### Directive
Rewrite the items below, replacing "broadcast still" with "broadcast frame" wherever it occurs and keeping everything else the same.

[Box annotation data rows]

──────

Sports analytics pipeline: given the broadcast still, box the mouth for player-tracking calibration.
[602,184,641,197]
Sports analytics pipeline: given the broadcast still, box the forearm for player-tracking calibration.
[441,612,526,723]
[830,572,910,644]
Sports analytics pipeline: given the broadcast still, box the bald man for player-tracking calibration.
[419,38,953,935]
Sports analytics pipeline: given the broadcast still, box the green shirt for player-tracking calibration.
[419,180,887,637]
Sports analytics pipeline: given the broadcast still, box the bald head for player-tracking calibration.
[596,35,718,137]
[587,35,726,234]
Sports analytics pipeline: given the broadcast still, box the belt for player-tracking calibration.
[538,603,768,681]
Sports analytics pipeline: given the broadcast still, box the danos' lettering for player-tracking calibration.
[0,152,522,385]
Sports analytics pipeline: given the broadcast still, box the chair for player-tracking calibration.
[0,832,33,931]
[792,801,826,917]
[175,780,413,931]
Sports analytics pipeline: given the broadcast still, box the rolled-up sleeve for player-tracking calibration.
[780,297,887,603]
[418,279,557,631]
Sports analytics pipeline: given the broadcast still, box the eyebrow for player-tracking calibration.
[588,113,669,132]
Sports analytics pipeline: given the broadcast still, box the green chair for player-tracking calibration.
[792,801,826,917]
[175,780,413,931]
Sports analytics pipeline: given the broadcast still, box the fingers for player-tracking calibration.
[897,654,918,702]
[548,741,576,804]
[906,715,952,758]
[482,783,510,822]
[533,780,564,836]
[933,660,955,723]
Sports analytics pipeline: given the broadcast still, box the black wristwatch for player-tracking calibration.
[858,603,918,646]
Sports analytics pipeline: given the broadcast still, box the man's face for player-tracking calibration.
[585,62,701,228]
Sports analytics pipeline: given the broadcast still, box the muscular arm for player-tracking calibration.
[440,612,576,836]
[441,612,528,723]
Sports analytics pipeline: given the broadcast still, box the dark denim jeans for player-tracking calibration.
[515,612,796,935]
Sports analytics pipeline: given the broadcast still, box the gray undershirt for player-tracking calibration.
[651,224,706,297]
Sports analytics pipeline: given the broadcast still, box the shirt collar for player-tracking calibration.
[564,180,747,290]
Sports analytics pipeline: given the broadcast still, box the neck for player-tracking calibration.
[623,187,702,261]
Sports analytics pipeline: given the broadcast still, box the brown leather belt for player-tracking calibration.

──────

### Result of the exercise
Sports analytics pipeline: given the broadcast frame, box the mouth for player-tracking calibration.
[602,184,641,197]
Sports analytics pipeline: given the broadcast frame, box the forearm for player-tracking calibration.
[441,612,526,723]
[830,572,910,644]
Sports analytics pipeline: given the broadcast frame, box the bald man for player-tracking calibration.
[419,38,953,935]
Sports analytics pipeline: given the broadcast frame, box the green shirt for player-tracking calibration.
[419,180,887,637]
Sports analytics pipeline: given the broadcast frame, box the bald head for player-tracking calibration.
[596,35,718,137]
[587,35,726,234]
Sports analytics pipeline: given the broadcast frame, box the belt for player-tracking calibration.
[538,603,768,681]
Sports analytics pipeline: given the broadcast frame, box the danos' lettering for player-tracking calibration.
[0,152,522,385]
Sports analytics pipeline: given the broadcast frame, box the chair for player-tracking calibration.
[0,832,33,931]
[792,801,826,917]
[175,780,413,931]
Sports analytics pipeline: given the broadcast frame, box the rolled-up sleeve for player-tracking calibration.
[780,297,887,603]
[418,279,557,631]
Sports analytics pipeline: given the broadcast frame, box the eyebrow for player-tracking calibration.
[588,113,669,132]
Sports analytics pipeline: given the broadcast frame, box the green chair for player-tracking calibration.
[792,801,826,917]
[175,780,413,931]
Sports analytics pipeline: given the broadcast frame, box the fingers for player-tracking calibration.
[897,654,918,702]
[548,741,576,804]
[906,715,952,758]
[482,783,510,822]
[533,780,564,836]
[933,660,955,723]
Sports analytics pipeline: given the broadcast frame, box the black wristwatch for player-tracking calibration.
[858,603,918,646]
Sports analytics pipeline: given the broadcast frame, box the man's face for player-tracking calibration.
[585,62,701,228]
Sports analytics pipeline: given the broadcast frame, box the muscular arm for player-tracking calibration.
[440,612,576,836]
[441,612,528,723]
Sports analytics pipeline: given the broadcast frame, box the dark denim jeans for player-tracking calibration.
[515,612,796,935]
Sports analytics pipeline: given the broadcast frame, box the gray undershirt for player-tracking calibration.
[651,224,706,297]
Sports analytics pipeline: given the broadcast frame, box the shirt collar for player-tracking calibration.
[564,180,747,290]
Sports analytics pipeline: given the broadcast frame, box the neck for player-tracking calibration.
[623,187,702,261]
Sports analytics pipeline: given the broadcast frame, box the brown leather belt for player-tracking calibration.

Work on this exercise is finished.